## BEGIN EXTRACT TO READ

Artist Gaëlle Choisne, aged 39, is the winner of the 2024 Prix Marcel Duchamp. Her work, imbued with mysticism, searches for links between the intimate and the universal. As a woman of African descent, she is sensitive to collective history, which translates strongly in her creations, halfway between photography, sculpture and installation.

± 5 min

We met Gaëlle Choisne and her dog Satché in Aubervilliers, in east Paris. Based for the past two years in Poush, an artists’ residence built in a former 1920s industrial perfumery, Gaëlle Choisne was adding the final touches to the works she will be presenting this autumn as part of the “Prix Marcel Duchamp 2024 – Nominees” exhibition - alongside Abdelkader Benchamma, Noémie Goudal and Brazilian duo Angela Detanico & Rafael Lain.

 

In collaboration with Art Basel Paris

 

Her studio, lit by large bay windows, is stacked with piles of salvaged materials, imposing wooden crates and intriguing painted clay sculptures. Outside, a storm is brewing. In contrast to her spirited dog, Gaëlle Choisne emanates a radiant calm: “taking part in the Prix Marcel Duchamp is indeed an honour, and an important moment in an artist’s career. I’m thrilled to have a large space within the exhibition, because that creates something fairly immersive, which goes well with my art.” Among the artists nominated in previous years, whose work she particularly admires, she cites Julien Prévieux (winner in 2014), Isabelle Cornaro (nominee in 2021), Mimosa Echard (winner in 2023) and Mohamed Bourouissa (nominee in 2018). Gaëlle Choisne claims a range of influences, from American sculptor Sarah Zse to Canadian photographer Lynne Cohen (whom she had the good fortune to meet before her death in 2014, editor’s note) and American artist and dancer Nick Cave.

## END EXTRACT TO READ

→ GOALS:
- a) According to the article about Gaëlle Choisne, what did the building that now houses Poush originally serve as?
- b) Render the stretch of the listing from the line containing "Indicate every instance of the patterned" through the end of the listing as a Markdown table with the columns Row and Line. Number each line in order and leave out blank lines.

## BEGIN ITEMS

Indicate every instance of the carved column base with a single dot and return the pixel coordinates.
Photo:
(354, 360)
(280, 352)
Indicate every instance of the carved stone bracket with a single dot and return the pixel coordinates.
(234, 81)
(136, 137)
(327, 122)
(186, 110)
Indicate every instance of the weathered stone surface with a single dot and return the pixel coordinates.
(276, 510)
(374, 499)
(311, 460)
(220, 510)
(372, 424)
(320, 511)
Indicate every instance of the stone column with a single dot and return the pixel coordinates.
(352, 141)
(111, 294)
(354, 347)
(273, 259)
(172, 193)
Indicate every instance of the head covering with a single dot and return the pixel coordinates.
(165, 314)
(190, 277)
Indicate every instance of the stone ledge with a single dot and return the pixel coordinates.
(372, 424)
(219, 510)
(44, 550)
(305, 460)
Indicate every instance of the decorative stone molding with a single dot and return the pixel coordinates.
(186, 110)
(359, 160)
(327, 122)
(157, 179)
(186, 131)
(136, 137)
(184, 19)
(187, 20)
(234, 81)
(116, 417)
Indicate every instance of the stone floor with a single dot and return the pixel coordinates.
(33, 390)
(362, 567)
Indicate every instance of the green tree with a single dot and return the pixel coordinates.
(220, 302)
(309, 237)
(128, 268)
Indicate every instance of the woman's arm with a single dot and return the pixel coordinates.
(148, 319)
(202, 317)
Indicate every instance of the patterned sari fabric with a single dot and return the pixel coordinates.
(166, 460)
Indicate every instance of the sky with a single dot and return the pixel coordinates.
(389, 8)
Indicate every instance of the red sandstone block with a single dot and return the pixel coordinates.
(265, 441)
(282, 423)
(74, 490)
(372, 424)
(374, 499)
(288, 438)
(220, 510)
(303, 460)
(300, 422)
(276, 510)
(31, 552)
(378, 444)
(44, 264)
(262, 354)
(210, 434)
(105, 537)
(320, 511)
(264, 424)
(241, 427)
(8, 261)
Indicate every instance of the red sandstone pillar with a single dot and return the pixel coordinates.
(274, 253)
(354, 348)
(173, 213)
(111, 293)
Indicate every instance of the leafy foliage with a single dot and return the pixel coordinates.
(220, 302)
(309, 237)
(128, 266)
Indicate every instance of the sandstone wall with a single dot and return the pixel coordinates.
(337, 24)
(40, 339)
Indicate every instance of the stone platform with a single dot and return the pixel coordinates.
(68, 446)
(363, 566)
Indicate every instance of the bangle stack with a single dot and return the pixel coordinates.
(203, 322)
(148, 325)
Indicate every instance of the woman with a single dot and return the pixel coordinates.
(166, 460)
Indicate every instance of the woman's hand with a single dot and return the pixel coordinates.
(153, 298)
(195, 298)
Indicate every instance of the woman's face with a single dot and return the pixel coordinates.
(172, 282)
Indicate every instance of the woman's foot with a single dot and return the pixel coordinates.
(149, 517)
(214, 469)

## END ITEMS

→ FINAL RESULTS:
- a) A 1920s industrial perfumery.

- b)
| Row | Line |
|---|---|
| 1 | Indicate every instance of the patterned sari fabric with a single dot and return the pixel coordinates. |
| 2 | (166, 460) |
| 3 | Indicate every instance of the sky with a single dot and return the pixel coordinates. |
| 4 | (389, 8) |
| 5 | Indicate every instance of the red sandstone block with a single dot and return the pixel coordinates. |
| 6 | (265, 441) |
| 7 | (282, 423) |
| 8 | (74, 490) |
| 9 | (372, 424) |
| 10 | (374, 499) |
| 11 | (288, 438) |
| 12 | (220, 510) |
| 13 | (303, 460) |
| 14 | (300, 422) |
| 15 | (276, 510) |
| 16 | (31, 552) |
| 17 | (378, 444) |
| 18 | (44, 264) |
| 19 | (262, 354) |
| 20 | (210, 434) |
| 21 | (105, 537) |
| 22 | (320, 511) |
| 23 | (264, 424) |
| 24 | (241, 427) |
| 25 | (8, 261) |
| 26 | Indicate every instance of the red sandstone pillar with a single dot and return the pixel coordinates. |
| 27 | (274, 253) |
| 28 | (354, 348) |
| 29 | (173, 213) |
| 30 | (111, 293) |
| 31 | Indicate every instance of the leafy foliage with a single dot and return the pixel coordinates. |
| 32 | (220, 302) |
| 33 | (309, 237) |
| 34 | (128, 266) |
| 35 | Indicate every instance of the sandstone wall with a single dot and return the pixel coordinates. |
| 36 | (337, 24) |
| 37 | (40, 339) |
| 38 | Indicate every instance of the stone platform with a single dot and return the pixel coordinates. |
| 39 | (68, 446) |
| 40 | (363, 566) |
| 41 | Indicate every instance of the bangle stack with a single dot and return the pixel coordinates. |
| 42 | (203, 322) |
| 43 | (148, 325) |
| 44 | Indicate every instance of the woman with a single dot and return the pixel coordinates. |
| 45 | (166, 460) |
| 46 | Indicate every instance of the woman's hand with a single dot and return the pixel coordinates. |
| 47 | (153, 298) |
| 48 | (195, 298) |
| 49 | Indicate every instance of the woman's face with a single dot and return the pixel coordinates. |
| 50 | (172, 282) |
| 51 | Indicate every instance of the woman's foot with a single dot and return the pixel coordinates. |
| 52 | (149, 517) |
| 53 | (214, 469) |